### Supplied entries

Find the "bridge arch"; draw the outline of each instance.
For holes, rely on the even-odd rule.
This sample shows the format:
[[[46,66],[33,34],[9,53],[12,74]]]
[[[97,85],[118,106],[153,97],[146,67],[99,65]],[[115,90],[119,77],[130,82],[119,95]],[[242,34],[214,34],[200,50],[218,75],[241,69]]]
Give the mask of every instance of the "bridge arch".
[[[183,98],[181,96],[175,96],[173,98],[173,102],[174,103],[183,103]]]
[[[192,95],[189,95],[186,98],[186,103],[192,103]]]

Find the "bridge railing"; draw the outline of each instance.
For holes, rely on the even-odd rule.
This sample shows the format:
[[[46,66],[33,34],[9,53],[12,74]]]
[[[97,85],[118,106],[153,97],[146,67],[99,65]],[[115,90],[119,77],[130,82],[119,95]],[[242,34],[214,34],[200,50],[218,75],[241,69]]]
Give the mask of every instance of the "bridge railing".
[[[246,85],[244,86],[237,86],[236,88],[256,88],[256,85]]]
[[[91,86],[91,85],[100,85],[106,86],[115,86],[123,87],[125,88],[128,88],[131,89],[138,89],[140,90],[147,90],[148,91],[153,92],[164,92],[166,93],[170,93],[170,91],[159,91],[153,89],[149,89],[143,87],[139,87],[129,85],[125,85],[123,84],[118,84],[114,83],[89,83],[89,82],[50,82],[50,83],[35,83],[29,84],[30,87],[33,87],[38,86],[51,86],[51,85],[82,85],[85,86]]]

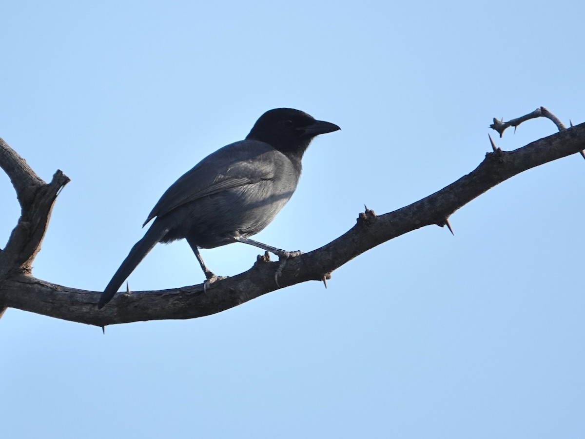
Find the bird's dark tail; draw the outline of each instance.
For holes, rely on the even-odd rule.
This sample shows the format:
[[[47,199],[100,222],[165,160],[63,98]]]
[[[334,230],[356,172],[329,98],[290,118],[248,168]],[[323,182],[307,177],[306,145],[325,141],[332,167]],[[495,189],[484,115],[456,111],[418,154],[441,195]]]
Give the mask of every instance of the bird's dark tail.
[[[168,228],[160,221],[155,221],[153,223],[144,237],[132,247],[128,256],[124,259],[124,262],[122,263],[122,265],[118,269],[116,274],[113,275],[113,277],[108,284],[106,289],[102,293],[101,297],[99,297],[99,302],[98,303],[98,310],[103,308],[108,302],[112,300],[120,286],[123,283],[130,273],[134,271],[134,269],[140,263],[140,261],[144,259],[149,252],[152,250],[153,247],[168,231]]]

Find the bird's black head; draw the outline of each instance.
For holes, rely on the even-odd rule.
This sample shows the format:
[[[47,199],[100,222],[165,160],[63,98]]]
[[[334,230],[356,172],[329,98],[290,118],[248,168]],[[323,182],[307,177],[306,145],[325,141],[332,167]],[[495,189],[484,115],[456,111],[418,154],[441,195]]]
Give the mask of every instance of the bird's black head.
[[[338,129],[341,129],[335,124],[316,121],[304,111],[275,108],[260,116],[246,138],[265,142],[300,159],[315,137]]]

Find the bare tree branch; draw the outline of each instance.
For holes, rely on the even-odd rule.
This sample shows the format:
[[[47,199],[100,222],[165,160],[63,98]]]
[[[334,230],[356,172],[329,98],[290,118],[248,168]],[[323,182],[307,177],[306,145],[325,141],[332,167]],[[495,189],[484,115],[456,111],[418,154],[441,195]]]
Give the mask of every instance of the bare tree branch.
[[[360,214],[356,225],[342,236],[319,249],[288,260],[278,277],[278,284],[285,287],[307,280],[324,280],[334,270],[383,242],[426,225],[449,227],[450,215],[490,188],[521,172],[575,154],[584,148],[585,124],[563,129],[514,151],[502,151],[493,143],[494,152],[487,153],[475,170],[438,192],[379,216],[366,208]],[[53,181],[43,187],[50,190],[47,188],[37,195],[35,200],[44,200],[38,202],[45,207],[52,205],[57,187],[62,187],[67,181],[58,172]],[[50,212],[50,208],[36,211],[37,215],[47,215],[44,220],[37,219],[37,223],[46,225]],[[38,234],[29,236],[35,241],[38,238]],[[30,252],[29,247],[25,247]],[[1,258],[6,253],[0,255],[3,264],[6,260]],[[13,252],[11,254],[14,257]],[[14,262],[11,263],[13,266]],[[101,291],[49,283],[36,279],[26,270],[6,274],[0,266],[0,302],[8,307],[97,326],[141,320],[192,318],[221,312],[278,289],[274,273],[279,265],[270,262],[265,255],[259,256],[249,270],[212,284],[207,294],[202,284],[119,293],[111,305],[101,311],[96,307]]]
[[[556,116],[551,113],[543,107],[539,107],[531,113],[528,113],[528,114],[525,114],[524,116],[517,118],[516,119],[512,119],[508,122],[504,122],[503,119],[501,121],[498,121],[495,118],[494,118],[494,123],[490,125],[490,128],[500,133],[500,137],[501,137],[504,135],[504,131],[508,126],[513,126],[514,132],[515,132],[516,127],[522,124],[522,122],[525,122],[526,121],[531,119],[535,119],[536,118],[541,117],[550,119],[555,122],[555,125],[556,125],[556,128],[559,129],[559,131],[562,131],[566,128],[563,124],[563,122],[562,122]]]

######

#### The exercise
Skip the pictures and transcribe the rest of the records exactly.

#### Exercise response
Find the "bridge arch"; draw the outline of each instance.
For holes, rely on the even-odd rule.
This sample shows the format:
[[[46,66],[33,34],[9,53],[12,74]]]
[[[97,85],[118,106],[153,97],[146,67],[99,65]],[[115,90],[119,77],[130,82],[119,95]],[[242,34],[214,34],[200,50],[218,75],[241,69]]]
Give the mask of every instance of the "bridge arch".
[[[183,98],[181,96],[175,96],[173,98],[173,102],[174,103],[183,103]]]
[[[192,95],[189,95],[186,98],[186,103],[192,103]]]

Find the "bridge railing"; draw the outline of each instance.
For holes, rely on the even-odd rule.
This sample shows the format:
[[[46,66],[33,34],[9,53],[12,74]]]
[[[97,85],[118,106],[153,97],[146,67],[99,65]],[[115,90],[119,77],[130,82],[119,95]],[[242,34],[214,34],[200,50],[218,75],[241,69]]]
Give the mask of every instance of the "bridge railing".
[[[246,85],[244,86],[237,86],[236,88],[256,88],[256,85]]]
[[[91,86],[91,85],[100,85],[106,86],[115,86],[123,87],[125,88],[128,88],[131,89],[138,89],[140,90],[147,90],[148,91],[153,92],[164,92],[166,93],[170,93],[170,91],[159,91],[153,89],[149,89],[143,87],[139,87],[129,85],[125,85],[123,84],[118,84],[114,83],[89,83],[89,82],[50,82],[50,83],[35,83],[29,84],[30,87],[33,87],[38,86],[51,86],[51,85],[82,85],[85,86]]]

Find the bird's dark tail; draw the outline of each instance.
For holes, rely on the even-odd rule.
This sample shows the format:
[[[47,199],[100,222],[165,160],[63,98]]]
[[[334,230],[356,172],[329,98],[290,118],[248,168]],[[323,182],[307,177],[306,145],[325,141],[332,167]],[[495,189],[484,115],[456,111],[418,154],[441,195]]]
Give the mask of every instance of the bird's dark tail.
[[[168,228],[160,221],[155,221],[153,223],[144,237],[132,247],[128,256],[124,259],[124,262],[122,263],[122,265],[118,269],[116,274],[113,275],[113,277],[108,284],[106,289],[102,293],[101,297],[99,297],[99,302],[98,303],[98,310],[103,308],[108,302],[112,300],[120,286],[123,283],[130,273],[134,271],[134,269],[140,263],[140,261],[144,259],[149,252],[152,250],[153,247],[168,231]]]

Find the bird's black head; draw the outline of each instance.
For holes, rely on the even-odd rule.
This sample shows the format:
[[[47,199],[100,222],[165,160],[63,98]]]
[[[334,230],[356,172],[329,98],[290,118],[248,168]],[[323,182],[307,177],[306,145],[325,141],[332,167]],[[495,189],[484,115],[456,111],[418,154],[441,195]]]
Give the mask of every instance of the bird's black head.
[[[338,129],[341,129],[335,124],[316,121],[304,111],[275,108],[260,116],[246,138],[265,142],[300,159],[315,137]]]

Find the bare tree branch; draw the outline of each instance.
For holes, rely on the even-odd rule.
This sample shows the format:
[[[47,199],[100,222],[165,160],[63,98]]]
[[[334,230],[356,172],[329,98],[290,118],[248,168]],[[323,182],[307,177],[306,145],[325,141],[332,167]],[[495,189],[484,115],[456,111],[418,154],[441,195]]]
Give the mask of every instance of the bare tree branch.
[[[360,214],[356,225],[342,236],[319,249],[288,260],[278,277],[278,284],[285,287],[307,280],[324,280],[334,270],[383,242],[426,225],[449,227],[450,215],[490,188],[521,172],[575,154],[584,148],[585,124],[563,129],[514,151],[502,151],[493,143],[494,152],[487,153],[475,170],[438,192],[379,216],[366,208]],[[53,181],[43,187],[50,190],[47,188],[37,195],[35,200],[44,200],[38,202],[45,207],[52,205],[57,187],[62,187],[67,181],[58,172]],[[50,212],[50,208],[36,211],[37,215],[47,215],[44,220],[37,219],[37,223],[46,225]],[[38,234],[29,236],[35,241],[38,238]],[[30,252],[29,247],[25,247]],[[1,258],[6,253],[0,255],[3,264],[6,260]],[[13,252],[11,254],[14,257]],[[14,262],[11,263],[13,266]],[[101,291],[49,283],[36,279],[26,270],[6,274],[0,266],[0,302],[8,307],[97,326],[141,320],[192,318],[221,312],[278,289],[274,273],[279,265],[270,262],[265,255],[259,256],[249,270],[212,284],[207,294],[202,284],[119,293],[111,305],[101,311],[96,307]]]
[[[556,116],[551,113],[543,107],[539,107],[531,113],[528,113],[528,114],[525,114],[524,116],[517,118],[516,119],[512,119],[508,122],[504,122],[503,119],[501,121],[498,121],[495,118],[494,118],[494,123],[490,125],[490,128],[500,133],[500,137],[501,137],[504,135],[504,131],[508,126],[513,126],[514,132],[515,132],[516,127],[522,124],[522,122],[525,122],[526,121],[531,119],[535,119],[536,118],[541,117],[550,119],[555,122],[555,125],[556,125],[556,128],[559,129],[559,131],[562,131],[566,128],[563,124],[563,122],[562,122]]]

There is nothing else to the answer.